(Some data)
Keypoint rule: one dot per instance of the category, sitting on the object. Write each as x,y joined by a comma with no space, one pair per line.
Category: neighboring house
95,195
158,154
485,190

EXERCISE: Put each line of the data above into a JSON list of strings, one string per line, and leave out any blank lines.

RESULT OF THE EXERCISE:
[
  "Keypoint rule: one dot per instance of the category, sitting on the object. Write each as x,y joined by a comma with no space, one pair per line.",
  "Category: neighboring house",
  "95,195",
  "158,154",
  "485,190"
]